Prompt:
Copy the Charlotte Park passage word for word, from "The property was" up to and including "in the wetlands.".

╭─ Passage to read

The Charlotte Park and Wildlife Refuge is a Town-owned recreation and conservation area. The 290-acre park includes active cropland, hayfields, pasture, abandoned apple orchards, meadows in various stages of succession, wetlands, and mature hardwood forest. Three miles of trails are enjoyed by runners, birders and walkers. The park is managed by a volunteer Park Oversight Committee, which in recent years has become active in invasive species management. Invasive plant management goals for the park include the restoration of wildlife habitat and the enhancement of scenic and recreational opportunities.
The property was once an active farm. When it was abandoned in the 1970s, the meadows and forests in the park began to fill with honeysuckle, buckthorn, and Amur maple. Many of the trails are lined with 6- to 8-foot hedges of honeysuckle, and throughout much of the park the forest understory is an impenetrable thicket of invasive plants. Purple loosestrife and a relatively recent invader, Dyer’s greenweed, are common in the wetlands.
The problem with invasives did not receive much sustained attention until 2008 when Charlotte resident and TNC trustee Larry Hamilton arranged a meeting between members of the Park Oversight Committee and TNC. Together they developed goals for the park and agreed to make the park a WoW! demonstration site.

╰─
╭─ Information supplied

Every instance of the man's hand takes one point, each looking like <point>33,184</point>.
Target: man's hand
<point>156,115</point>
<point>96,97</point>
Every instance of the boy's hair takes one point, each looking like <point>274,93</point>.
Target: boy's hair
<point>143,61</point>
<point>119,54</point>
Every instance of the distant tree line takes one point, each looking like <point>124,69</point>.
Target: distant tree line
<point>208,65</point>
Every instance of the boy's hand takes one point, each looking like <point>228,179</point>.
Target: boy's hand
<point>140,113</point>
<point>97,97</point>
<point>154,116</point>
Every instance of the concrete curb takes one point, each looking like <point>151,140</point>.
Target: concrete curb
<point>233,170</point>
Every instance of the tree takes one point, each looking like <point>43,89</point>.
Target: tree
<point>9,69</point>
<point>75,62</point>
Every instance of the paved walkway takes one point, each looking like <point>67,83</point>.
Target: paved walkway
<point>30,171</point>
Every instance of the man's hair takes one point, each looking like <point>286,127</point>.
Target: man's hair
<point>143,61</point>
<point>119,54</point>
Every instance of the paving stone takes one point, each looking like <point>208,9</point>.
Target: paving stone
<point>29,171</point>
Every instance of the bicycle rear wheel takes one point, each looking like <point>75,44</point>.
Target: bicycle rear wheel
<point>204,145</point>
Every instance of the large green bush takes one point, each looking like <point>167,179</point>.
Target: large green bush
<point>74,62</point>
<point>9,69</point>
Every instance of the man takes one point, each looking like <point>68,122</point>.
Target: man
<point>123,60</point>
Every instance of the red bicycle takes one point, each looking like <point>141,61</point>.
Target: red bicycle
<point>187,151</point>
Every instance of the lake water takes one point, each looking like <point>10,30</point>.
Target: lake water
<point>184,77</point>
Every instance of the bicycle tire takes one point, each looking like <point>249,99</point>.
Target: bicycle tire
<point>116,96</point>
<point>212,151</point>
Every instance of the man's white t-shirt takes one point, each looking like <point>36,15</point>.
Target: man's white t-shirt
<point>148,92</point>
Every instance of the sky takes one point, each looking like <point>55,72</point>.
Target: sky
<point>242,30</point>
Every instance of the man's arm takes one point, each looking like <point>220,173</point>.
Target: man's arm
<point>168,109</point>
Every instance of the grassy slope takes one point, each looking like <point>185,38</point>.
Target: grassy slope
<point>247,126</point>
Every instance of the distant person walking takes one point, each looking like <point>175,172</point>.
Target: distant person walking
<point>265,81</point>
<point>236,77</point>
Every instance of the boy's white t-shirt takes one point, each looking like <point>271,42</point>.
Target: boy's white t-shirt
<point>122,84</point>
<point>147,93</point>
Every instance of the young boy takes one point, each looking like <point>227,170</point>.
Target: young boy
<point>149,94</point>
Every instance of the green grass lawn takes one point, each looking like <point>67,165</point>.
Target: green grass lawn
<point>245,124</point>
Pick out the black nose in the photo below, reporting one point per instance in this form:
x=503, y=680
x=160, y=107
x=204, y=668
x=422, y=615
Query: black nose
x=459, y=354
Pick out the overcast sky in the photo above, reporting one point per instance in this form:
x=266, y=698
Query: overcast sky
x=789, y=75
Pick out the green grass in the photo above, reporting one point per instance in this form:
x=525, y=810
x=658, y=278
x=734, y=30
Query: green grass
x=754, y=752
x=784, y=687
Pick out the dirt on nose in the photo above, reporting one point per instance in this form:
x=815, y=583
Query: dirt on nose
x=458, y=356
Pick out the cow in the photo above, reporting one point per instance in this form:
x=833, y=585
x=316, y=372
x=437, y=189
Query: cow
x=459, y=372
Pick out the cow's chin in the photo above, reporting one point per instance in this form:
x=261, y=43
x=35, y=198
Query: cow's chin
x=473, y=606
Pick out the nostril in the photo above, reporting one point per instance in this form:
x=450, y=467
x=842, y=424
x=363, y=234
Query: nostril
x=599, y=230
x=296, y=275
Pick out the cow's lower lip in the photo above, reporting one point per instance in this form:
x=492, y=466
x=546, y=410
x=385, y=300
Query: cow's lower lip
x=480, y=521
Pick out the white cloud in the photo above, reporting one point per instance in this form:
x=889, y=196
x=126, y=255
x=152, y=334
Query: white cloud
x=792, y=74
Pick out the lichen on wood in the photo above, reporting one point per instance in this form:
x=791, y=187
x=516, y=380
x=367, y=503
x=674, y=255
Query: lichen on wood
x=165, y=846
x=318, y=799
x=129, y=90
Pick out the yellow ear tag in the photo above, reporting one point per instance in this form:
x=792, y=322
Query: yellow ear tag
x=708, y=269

╰─

Expected answer:
The property was once an active farm. When it was abandoned in the 1970s, the meadows and forests in the park began to fill with honeysuckle, buckthorn, and Amur maple. Many of the trails are lined with 6- to 8-foot hedges of honeysuckle, and throughout much of the park the forest understory is an impenetrable thicket of invasive plants. Purple loosestrife and a relatively recent invader, Dyer’s greenweed, are common in the wetlands.